:: Problem to solve ::
Reproduce only this part of the listing: the line with "Each instance of the gravel", plus every line after it through the last.

--- START Material ---

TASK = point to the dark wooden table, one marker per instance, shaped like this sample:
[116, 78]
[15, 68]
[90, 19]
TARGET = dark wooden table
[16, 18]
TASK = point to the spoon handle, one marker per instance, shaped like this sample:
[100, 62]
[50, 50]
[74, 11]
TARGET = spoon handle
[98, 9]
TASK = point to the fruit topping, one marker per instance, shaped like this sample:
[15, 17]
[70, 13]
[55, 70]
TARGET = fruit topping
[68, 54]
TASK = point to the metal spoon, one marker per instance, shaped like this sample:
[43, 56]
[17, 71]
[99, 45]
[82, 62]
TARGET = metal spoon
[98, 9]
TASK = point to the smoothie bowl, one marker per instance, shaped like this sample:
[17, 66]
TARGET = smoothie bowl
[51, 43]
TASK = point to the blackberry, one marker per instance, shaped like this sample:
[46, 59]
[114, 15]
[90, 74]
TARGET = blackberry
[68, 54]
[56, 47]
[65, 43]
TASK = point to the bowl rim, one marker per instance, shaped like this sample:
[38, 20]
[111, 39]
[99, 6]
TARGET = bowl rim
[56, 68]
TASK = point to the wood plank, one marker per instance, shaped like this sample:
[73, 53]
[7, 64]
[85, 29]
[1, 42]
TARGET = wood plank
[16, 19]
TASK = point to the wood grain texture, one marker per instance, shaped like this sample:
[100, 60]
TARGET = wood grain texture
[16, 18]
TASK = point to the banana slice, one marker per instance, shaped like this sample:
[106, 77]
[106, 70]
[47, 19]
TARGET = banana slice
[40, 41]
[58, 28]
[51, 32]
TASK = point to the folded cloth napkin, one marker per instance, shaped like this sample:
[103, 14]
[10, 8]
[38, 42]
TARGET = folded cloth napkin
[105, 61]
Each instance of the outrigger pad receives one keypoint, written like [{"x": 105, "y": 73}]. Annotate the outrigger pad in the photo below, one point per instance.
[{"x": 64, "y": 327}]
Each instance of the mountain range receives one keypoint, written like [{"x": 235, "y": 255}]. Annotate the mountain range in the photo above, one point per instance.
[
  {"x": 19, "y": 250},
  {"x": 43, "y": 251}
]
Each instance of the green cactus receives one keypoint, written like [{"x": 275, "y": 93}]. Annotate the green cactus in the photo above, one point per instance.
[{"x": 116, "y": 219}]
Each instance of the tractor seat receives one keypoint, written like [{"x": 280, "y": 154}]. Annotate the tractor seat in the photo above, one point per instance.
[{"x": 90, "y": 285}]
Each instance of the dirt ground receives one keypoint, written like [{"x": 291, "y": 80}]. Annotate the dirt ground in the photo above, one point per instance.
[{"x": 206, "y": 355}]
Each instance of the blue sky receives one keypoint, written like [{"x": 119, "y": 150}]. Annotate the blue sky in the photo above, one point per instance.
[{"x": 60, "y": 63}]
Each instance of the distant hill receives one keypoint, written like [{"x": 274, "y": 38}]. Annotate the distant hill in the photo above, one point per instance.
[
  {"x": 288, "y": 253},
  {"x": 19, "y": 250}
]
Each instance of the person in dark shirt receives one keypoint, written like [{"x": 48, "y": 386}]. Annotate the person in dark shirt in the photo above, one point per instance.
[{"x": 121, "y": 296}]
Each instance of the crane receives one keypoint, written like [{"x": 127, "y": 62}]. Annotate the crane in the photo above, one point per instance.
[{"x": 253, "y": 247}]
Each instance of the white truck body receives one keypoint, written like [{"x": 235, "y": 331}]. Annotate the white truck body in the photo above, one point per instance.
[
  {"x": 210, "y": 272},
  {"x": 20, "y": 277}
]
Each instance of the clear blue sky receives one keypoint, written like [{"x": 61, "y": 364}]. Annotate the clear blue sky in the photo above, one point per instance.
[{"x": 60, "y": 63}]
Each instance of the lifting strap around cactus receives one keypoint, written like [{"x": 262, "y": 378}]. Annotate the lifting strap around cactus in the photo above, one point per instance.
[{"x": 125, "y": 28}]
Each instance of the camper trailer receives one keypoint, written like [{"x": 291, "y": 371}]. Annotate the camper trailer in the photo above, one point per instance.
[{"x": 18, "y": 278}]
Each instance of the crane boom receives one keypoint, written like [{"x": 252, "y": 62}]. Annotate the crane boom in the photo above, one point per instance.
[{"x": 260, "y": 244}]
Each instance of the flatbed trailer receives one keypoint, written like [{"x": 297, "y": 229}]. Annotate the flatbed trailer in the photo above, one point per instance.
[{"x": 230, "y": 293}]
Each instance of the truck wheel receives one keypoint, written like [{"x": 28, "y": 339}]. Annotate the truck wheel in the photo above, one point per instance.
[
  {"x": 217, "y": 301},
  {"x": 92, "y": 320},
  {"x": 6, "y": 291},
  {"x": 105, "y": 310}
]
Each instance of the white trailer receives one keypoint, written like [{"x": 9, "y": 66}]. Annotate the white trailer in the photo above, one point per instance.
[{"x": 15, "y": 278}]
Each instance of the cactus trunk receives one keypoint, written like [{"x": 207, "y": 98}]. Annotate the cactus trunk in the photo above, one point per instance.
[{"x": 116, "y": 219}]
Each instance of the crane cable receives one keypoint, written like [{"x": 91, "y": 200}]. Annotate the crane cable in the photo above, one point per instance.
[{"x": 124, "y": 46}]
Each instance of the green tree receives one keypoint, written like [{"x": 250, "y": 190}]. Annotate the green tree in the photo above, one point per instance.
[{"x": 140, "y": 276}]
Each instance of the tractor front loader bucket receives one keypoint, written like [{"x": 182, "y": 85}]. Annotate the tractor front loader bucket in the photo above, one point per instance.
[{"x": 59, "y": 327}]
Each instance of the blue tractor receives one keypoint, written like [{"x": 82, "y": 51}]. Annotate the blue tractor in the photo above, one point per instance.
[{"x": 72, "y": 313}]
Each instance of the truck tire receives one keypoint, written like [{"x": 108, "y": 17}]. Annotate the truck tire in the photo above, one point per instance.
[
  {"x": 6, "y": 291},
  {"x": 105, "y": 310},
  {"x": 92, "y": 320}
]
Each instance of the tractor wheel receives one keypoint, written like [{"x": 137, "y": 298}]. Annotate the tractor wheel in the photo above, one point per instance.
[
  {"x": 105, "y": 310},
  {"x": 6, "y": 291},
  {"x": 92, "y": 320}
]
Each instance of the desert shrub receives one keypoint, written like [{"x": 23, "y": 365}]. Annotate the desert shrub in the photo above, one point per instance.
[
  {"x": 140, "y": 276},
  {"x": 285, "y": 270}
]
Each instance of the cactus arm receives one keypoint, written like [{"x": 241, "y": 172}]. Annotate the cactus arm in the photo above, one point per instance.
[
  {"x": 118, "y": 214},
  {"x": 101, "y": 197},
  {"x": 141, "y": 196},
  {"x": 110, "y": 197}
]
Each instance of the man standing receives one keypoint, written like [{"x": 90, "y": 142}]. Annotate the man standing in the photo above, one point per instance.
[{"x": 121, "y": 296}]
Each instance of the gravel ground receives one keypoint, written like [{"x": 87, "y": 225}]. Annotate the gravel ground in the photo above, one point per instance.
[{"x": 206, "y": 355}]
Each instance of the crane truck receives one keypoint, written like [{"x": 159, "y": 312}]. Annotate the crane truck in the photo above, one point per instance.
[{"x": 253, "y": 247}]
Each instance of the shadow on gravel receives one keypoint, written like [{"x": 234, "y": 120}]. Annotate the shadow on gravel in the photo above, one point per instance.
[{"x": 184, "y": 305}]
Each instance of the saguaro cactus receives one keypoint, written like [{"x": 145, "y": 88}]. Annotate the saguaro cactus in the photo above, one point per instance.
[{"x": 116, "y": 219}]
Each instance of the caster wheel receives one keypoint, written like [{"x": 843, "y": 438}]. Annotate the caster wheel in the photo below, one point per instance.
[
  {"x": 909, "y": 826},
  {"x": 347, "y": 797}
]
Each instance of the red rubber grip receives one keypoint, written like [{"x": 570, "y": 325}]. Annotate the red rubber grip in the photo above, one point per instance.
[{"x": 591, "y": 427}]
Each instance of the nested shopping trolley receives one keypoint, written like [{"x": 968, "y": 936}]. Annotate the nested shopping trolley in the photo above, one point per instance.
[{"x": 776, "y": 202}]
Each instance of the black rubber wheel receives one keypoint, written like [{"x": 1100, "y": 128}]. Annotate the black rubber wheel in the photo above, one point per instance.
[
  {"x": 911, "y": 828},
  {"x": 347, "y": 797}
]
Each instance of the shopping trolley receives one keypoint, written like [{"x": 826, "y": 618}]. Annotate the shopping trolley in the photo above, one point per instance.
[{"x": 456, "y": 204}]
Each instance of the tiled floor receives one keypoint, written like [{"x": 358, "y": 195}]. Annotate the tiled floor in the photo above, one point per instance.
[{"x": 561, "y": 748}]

--- END Material ---

:: The result ::
Each instance of the gravel ground receives one keypoint, written like [{"x": 87, "y": 225}]. Annotate the gravel ground in the photo above, one point per instance.
[{"x": 206, "y": 355}]
Each instance of the crane truck receives one keypoint, written like [{"x": 159, "y": 312}]. Annotate the crane truck in the photo above, one point per instance.
[{"x": 253, "y": 247}]
Each instance of the shadow on gravel receives one keypoint, written like [{"x": 234, "y": 120}]. Annotate the shadow on gravel in the photo above, one point per instance.
[{"x": 184, "y": 305}]
Each instance of the saguaro cactus receives one keypoint, written like [{"x": 145, "y": 88}]. Annotate the saguaro cactus in the photo above, one point per instance.
[{"x": 116, "y": 219}]
Each instance of the caster wheel receives one keypoint, written like [{"x": 843, "y": 438}]. Annotate the caster wheel in the photo below, one point per instance.
[
  {"x": 909, "y": 826},
  {"x": 347, "y": 797}
]
Each instance of the red rubber grip receives one keypoint, written like [{"x": 570, "y": 325}]. Annotate the red rubber grip in the photo above, one point per instance.
[{"x": 591, "y": 427}]
Each instance of the nested shopping trolley receives one keypoint, written like [{"x": 968, "y": 936}]. Annotate the nested shopping trolley in the photo above, one point per instance.
[{"x": 776, "y": 202}]
Each instance of the black rubber wheel receives one keypoint, written like [{"x": 1100, "y": 128}]. Annotate the black rubber wheel in the photo above, one point per instance.
[
  {"x": 911, "y": 828},
  {"x": 347, "y": 797}
]
Each instance of the shopping trolley receives one keypoint, written like [{"x": 826, "y": 618}]. Annotate the shopping trolley in the photo above, one point per instance.
[{"x": 456, "y": 204}]
Each instance of the tiled floor receives one keypoint, written like [{"x": 358, "y": 195}]. Annotate the tiled floor in the photo above, one point per instance.
[{"x": 561, "y": 748}]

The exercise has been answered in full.